● **Given passage**:
BEGIN
Istio Ships Ambient Multicluster Beta and Gateway API Inference Extension

Istio dropped two big releases at KubeCon + CloudNativeCon Europe 2026: Ambient Multicluster in beta and the Gateway API Inference Extension in beta.

Ambient Multicluster Beta

Istio’s ambient mode now supports multicluster deployments, giving you cross-cluster traffic routing without sidecars. The key capabilities include:

  • Dynamic cross-cluster failover where requests automatically redirect to another cluster when a service failure is detected
  • ztunnel-to-ztunnel mTLS for zero-trust security across cluster boundaries
  • Simplified operational model compared to sidecar-based multicluster deployments

This eliminates the sidecar tax for cross-cluster traffic, a pain point that’s plagued multi-cluster Kubernetes teams for years.
END
● **Record set**:
BEGIN
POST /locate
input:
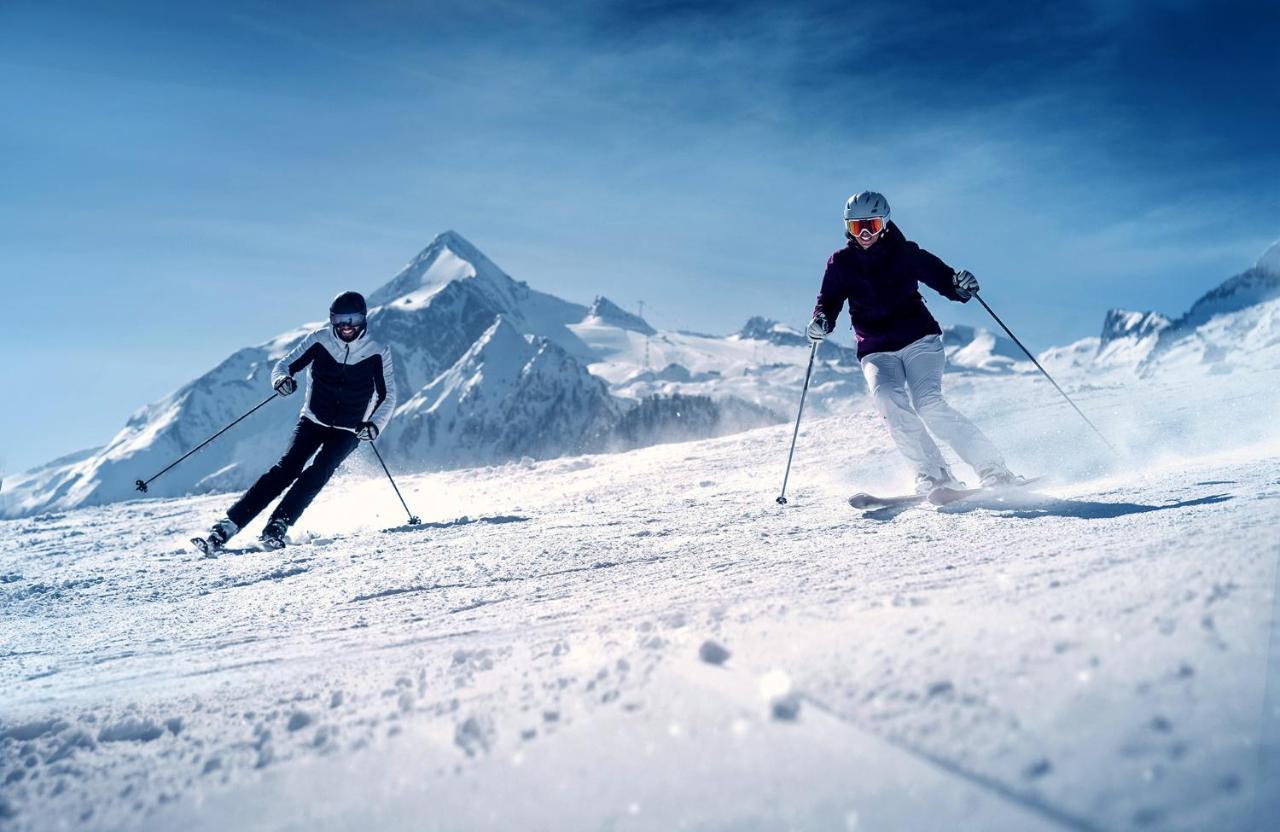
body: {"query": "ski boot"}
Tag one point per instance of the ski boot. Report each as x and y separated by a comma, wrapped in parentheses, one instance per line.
(1000, 478)
(218, 536)
(273, 535)
(926, 483)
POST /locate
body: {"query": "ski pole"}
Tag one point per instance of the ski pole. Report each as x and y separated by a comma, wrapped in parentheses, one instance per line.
(1046, 374)
(412, 517)
(782, 497)
(142, 484)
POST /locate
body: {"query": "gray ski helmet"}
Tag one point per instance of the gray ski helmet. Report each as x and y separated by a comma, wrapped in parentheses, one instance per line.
(865, 205)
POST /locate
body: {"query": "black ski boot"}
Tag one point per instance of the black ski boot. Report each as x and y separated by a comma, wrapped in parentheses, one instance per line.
(273, 536)
(216, 539)
(1001, 478)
END
According to the Istio article, why does ambient multicluster support matter to teams that run Kubernetes across several clusters? The records have no connection to the Istio article.

● **Your solution**: Ambient multicluster support routes traffic between clusters without sidecars, so it eliminates the "sidecar tax" on cross-cluster traffic. The Istio article describes that tax as a pain point that has plagued multi-cluster Kubernetes teams for years.